Your objective: Find "the turtle in" in the records that follow; print that line and each subsequent line through the last one, verbatim and with nothing added.

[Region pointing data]
══════════
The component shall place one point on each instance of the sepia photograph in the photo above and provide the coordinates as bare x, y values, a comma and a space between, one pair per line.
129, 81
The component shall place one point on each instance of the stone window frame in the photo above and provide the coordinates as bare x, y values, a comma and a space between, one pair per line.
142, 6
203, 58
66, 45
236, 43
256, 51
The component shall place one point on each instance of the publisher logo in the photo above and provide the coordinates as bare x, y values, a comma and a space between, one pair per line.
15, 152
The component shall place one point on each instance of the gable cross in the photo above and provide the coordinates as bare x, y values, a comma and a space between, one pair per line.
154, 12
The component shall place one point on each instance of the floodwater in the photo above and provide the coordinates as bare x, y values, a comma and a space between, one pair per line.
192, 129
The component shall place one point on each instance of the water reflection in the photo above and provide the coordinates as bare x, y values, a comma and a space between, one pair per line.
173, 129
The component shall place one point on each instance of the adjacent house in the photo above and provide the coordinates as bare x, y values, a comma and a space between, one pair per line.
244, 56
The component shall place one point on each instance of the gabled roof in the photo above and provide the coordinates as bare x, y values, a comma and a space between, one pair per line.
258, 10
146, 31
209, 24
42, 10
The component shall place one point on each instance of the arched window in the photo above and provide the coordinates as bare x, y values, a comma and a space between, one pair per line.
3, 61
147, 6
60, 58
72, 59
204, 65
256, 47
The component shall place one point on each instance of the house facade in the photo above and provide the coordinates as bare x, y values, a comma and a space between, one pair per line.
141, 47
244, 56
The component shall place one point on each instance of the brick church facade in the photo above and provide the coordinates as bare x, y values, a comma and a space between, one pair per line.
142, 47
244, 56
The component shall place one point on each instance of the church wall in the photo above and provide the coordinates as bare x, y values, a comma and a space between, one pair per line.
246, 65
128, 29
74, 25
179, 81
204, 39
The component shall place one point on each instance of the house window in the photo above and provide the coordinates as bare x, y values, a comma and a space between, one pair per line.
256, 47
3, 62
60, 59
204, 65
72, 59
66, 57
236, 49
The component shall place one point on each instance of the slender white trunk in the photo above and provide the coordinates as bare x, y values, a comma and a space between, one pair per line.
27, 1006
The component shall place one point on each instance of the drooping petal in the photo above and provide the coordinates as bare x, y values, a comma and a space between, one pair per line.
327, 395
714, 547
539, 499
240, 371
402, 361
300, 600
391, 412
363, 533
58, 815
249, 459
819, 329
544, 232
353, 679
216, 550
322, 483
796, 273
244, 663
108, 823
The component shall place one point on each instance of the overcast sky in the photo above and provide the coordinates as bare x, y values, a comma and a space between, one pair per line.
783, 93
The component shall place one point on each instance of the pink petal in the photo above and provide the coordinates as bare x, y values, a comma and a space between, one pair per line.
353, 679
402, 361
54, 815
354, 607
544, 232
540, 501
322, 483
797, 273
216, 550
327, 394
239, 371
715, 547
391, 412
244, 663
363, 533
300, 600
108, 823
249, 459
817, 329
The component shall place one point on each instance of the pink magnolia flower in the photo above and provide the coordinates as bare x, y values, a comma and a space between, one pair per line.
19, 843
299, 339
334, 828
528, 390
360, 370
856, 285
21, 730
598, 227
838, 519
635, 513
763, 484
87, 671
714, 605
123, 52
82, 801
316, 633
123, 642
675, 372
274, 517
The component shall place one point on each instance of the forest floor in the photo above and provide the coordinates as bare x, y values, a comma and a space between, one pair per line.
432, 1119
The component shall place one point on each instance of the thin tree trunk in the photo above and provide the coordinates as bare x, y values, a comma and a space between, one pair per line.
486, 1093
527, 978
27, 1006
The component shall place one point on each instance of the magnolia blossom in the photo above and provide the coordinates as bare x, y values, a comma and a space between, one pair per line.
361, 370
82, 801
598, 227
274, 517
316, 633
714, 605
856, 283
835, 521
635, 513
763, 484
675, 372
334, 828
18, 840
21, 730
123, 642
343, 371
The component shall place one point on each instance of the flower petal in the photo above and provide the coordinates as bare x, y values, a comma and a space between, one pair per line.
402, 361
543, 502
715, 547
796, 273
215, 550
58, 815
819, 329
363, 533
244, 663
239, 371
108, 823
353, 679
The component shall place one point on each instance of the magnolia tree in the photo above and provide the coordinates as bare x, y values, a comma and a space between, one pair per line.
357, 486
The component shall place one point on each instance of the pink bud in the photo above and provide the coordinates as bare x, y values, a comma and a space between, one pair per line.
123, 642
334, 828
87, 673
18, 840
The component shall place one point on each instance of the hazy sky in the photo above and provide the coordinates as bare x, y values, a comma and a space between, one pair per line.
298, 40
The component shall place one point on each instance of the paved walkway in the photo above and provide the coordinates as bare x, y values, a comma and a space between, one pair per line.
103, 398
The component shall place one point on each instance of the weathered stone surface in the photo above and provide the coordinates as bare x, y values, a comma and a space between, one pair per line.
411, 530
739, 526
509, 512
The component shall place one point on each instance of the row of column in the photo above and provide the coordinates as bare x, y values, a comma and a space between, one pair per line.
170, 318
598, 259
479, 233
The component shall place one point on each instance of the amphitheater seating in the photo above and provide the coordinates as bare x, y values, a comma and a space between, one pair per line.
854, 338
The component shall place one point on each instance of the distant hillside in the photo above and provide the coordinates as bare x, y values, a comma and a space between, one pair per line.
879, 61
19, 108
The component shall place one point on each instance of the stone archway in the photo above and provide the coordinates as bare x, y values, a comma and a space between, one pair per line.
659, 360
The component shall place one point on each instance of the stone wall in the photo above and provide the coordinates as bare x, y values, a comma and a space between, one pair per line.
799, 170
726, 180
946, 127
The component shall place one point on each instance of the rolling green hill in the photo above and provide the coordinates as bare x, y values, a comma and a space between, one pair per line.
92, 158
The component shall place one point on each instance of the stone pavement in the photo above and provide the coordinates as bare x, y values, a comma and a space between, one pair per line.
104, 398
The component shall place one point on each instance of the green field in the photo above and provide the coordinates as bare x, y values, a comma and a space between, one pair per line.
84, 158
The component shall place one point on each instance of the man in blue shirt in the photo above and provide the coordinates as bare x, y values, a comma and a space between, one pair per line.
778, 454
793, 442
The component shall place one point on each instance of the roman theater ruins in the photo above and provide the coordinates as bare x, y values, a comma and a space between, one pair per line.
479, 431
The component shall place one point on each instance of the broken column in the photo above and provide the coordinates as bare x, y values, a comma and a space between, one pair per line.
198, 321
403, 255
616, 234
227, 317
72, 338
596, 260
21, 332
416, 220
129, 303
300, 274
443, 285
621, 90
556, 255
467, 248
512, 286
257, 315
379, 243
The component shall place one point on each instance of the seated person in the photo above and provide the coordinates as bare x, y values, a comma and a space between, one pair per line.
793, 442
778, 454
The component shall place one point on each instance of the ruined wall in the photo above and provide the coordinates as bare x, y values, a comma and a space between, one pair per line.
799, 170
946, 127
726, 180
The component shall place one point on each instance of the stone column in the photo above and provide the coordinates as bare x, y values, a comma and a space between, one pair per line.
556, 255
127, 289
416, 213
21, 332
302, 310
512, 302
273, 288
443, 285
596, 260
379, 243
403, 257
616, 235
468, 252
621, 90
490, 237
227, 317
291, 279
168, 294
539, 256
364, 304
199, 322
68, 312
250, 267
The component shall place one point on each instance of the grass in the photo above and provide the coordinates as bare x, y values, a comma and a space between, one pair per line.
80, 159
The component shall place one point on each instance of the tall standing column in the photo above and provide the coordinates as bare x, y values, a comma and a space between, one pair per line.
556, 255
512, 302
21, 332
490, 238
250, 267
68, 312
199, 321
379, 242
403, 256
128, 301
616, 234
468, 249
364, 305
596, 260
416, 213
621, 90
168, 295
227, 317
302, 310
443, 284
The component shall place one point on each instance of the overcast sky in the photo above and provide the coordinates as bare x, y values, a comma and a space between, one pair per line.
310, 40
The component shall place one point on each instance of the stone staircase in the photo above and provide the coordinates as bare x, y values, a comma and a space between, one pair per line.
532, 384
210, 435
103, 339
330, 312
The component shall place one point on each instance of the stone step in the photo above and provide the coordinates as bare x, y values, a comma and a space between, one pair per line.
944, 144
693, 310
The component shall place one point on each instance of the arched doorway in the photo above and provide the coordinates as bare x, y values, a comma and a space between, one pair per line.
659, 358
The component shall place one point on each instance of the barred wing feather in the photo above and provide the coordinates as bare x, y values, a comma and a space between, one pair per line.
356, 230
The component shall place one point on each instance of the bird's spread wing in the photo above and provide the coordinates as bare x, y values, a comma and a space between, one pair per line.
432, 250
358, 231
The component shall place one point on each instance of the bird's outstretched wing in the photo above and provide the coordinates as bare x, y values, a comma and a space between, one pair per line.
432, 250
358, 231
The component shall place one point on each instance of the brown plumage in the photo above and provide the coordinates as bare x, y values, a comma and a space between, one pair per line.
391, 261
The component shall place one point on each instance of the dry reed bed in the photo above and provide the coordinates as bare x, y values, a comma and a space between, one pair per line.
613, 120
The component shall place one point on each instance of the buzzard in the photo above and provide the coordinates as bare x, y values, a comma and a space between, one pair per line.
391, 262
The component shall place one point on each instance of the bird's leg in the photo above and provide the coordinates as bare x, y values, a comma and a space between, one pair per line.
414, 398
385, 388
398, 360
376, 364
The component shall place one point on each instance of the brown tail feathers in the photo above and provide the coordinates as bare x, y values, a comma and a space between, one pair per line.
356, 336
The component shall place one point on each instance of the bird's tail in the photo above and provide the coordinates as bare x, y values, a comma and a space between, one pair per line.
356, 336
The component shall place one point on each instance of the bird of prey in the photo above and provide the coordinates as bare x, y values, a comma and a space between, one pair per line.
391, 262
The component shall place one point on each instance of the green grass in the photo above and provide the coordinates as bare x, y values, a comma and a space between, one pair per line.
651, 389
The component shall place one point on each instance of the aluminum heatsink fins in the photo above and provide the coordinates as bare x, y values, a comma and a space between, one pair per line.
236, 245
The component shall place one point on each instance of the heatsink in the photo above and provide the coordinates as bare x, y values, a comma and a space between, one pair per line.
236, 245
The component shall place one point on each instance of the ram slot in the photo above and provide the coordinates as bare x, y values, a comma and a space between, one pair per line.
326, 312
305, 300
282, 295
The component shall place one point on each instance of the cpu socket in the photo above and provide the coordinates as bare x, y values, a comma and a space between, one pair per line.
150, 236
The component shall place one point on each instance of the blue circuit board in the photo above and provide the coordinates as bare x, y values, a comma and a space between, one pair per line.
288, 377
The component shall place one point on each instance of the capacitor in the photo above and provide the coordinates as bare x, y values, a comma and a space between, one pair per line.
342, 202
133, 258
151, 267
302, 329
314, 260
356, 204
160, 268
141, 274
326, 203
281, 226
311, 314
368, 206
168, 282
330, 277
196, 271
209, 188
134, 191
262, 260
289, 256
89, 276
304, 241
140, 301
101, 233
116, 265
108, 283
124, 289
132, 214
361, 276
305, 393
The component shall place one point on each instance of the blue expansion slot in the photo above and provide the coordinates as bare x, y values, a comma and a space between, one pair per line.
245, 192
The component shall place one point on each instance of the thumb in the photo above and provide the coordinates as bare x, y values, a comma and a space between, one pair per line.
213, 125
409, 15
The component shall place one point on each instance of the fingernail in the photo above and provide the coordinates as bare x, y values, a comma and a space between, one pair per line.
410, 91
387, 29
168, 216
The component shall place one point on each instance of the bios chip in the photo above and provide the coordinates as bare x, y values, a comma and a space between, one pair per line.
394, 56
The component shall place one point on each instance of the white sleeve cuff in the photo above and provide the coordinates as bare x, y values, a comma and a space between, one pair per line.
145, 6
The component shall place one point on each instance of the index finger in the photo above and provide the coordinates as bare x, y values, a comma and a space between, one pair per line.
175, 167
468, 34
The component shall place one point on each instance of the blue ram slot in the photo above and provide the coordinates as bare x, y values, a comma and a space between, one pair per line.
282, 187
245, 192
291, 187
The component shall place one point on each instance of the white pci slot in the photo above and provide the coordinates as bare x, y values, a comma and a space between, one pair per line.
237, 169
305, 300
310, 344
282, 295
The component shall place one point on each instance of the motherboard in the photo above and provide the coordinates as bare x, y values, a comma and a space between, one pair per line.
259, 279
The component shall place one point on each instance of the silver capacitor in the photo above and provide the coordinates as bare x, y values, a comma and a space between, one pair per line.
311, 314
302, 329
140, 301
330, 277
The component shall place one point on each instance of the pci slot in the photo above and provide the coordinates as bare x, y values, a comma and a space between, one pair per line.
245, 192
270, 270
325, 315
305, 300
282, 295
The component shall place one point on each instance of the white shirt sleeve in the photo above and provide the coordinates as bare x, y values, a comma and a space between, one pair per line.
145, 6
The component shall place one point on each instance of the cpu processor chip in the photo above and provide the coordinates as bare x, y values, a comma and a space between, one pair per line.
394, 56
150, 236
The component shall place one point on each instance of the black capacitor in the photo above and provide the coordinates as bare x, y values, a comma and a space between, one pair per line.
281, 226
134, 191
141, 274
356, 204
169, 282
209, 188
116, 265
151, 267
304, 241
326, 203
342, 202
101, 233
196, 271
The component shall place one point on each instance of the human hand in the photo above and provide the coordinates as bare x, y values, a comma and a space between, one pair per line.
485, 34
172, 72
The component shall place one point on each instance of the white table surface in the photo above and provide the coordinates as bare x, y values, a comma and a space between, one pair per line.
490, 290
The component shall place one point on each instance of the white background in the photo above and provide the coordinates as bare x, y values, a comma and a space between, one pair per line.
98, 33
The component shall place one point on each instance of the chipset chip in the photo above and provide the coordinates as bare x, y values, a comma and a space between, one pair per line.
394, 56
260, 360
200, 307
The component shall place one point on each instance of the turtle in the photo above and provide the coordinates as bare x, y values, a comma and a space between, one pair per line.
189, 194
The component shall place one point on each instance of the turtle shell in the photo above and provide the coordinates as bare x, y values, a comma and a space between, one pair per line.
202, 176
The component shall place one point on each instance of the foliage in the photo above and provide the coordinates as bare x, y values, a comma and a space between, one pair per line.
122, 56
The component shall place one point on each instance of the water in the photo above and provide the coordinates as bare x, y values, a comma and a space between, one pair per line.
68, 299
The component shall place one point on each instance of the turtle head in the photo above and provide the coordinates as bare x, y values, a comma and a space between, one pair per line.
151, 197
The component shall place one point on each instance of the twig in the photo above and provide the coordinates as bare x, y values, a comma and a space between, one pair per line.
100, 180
══════════
Response:
The component shall place one point on each instance of the turtle in the photo above and provide the coordinates as bare x, y values, a comma and a space between, one pair per line.
189, 194
The component shall place one point on each instance of the turtle shell in the photo above and provide the coordinates as bare x, y values, a comma and a space between, one pair per line.
202, 176
The component shall place one point on each instance of the foliage in the photo above and provide the coordinates as bare x, y values, a comma and a space between, one pair per line.
122, 56
The component shall place one point on each instance of the water in the photo above and provide the coordinates as bare x, y values, a comma and a space between, one pair per line.
68, 299
The component shall place one point on each instance of the turtle head in the photo above and provide the coordinates as bare x, y values, a comma and a space between, one pair per line.
151, 197
The component shall place one point on each instance of the twig in the photo above and provide the coordinates as bare x, y values, a comma and a space between, one pair per line.
100, 180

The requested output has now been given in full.